● **WORK ORDER 1**
Retype the part of the Yemen landmines article that opens with the words containing "In an update, the" and closes with "the UN-brokered ceasefire.".
● **WORK ORDER 2**
Answer these from the Yemen landmines article:
(a) On what date did the UN-brokered truce go into effect?
(b) How many of the 343 civilian casualties were deaths?
(c) According to human rights reports, how many mines did the Houthi militia plant?
● **WORK ORDER 3**
Carry on the article about landmines in Yemen from its last sentence.

● **DOCUMENT SECTION**
▽

Landmines and UXO continue to pose the greatest danger to civilians in Yemen, says UN

Screenshot 2022-10-10 171602

Hundreds of civilians have been killed and injured by landmines and unexploded ordnance (UXO) in Yemen, the United Nations Office for the Coordination of Humanitarian Affairs (OCHA) has revealed.

In an update, the OCHA’s office in Yemen said that it had found that 343 civilians had been killed and injured by explosive threats in the last six months, during the UN-brokered ceasefire.

The UN-brokered truce went into effect on April 2 and expired on October 2 after the Houthis refused to extend it.

On Twitter, the organisation warned that landmines and unexploded ordnance explosions continue to inflict heavy losses on civilians in Yemen.

“Mines and UXO emerged as the major cause of civilian casualties between April and September 2022,” the update read.

“Landmines and UXO continue to take a heavy toll on civilians in Yemen. Landmines and UXO were responsible for 343 civilian casualties, including 95 deaths and 248 injuries between April and September 2022.”

Earlier, in April 2022, the United Nations said that 1,400 civilians, including 689 children, had been killed or injured in Yemen as a result of landmines and explosive remnants of war since 2018.

Human rights reports, meanwhile, indicate that the Houthi militia planted more than two million mines, killing and injuring more than 20,000 civilians since the beginning of the Yemen conflict.

△

● **DATA RECORDS**
▽

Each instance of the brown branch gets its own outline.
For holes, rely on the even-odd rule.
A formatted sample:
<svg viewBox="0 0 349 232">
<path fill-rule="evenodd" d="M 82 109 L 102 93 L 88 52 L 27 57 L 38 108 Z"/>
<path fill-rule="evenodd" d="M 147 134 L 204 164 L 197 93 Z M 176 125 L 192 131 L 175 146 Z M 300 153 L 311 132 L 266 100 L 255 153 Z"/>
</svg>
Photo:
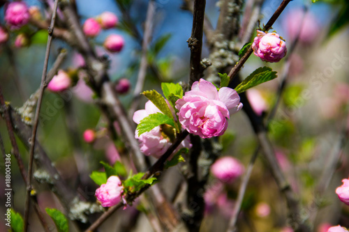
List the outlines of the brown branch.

△
▽

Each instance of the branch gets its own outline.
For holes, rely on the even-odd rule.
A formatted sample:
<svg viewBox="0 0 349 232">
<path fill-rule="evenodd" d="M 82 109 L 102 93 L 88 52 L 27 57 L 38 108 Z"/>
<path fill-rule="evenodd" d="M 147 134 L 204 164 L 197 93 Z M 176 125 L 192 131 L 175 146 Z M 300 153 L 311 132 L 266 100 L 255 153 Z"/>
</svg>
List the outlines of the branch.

△

● **RESULT 1**
In an update, the OCHA’s office in Yemen said that it had found that 343 civilians had been killed and injured by explosive threats in the last six months, during the UN-brokered ceasefire.

● **RESULT 2**
(a) April 2
(b) 95
(c) More than two million

● **RESULT 3**
Earlier this month, Project Masam welcomed Cornelius N Nagbe, an international law specialist, and member of the United Nations Security Council Panel of Eminent Experts on Yemen.

Given the sheer scope and number of the violations occurring in Yemen in the past eight years since the conflict started, the UN Group of Experts said it is prioritising the examination of various categories of violations and incidents according to their gravity, intensity and significance – including the indiscriminate planting of landmines across several Yemeni governorates.

During the high-level meeting, Masam experts provided information and evidence to Mr Nagbe and his delegation of how locally-manufactured landmines cleared in Yemen are today more complex and sophisticated than those previously cleared, and provided information of districts where landmines were retrieved close to civilian establishments, the impact of these landmines on civilians, livestock and livelihoods, and landmines provenance.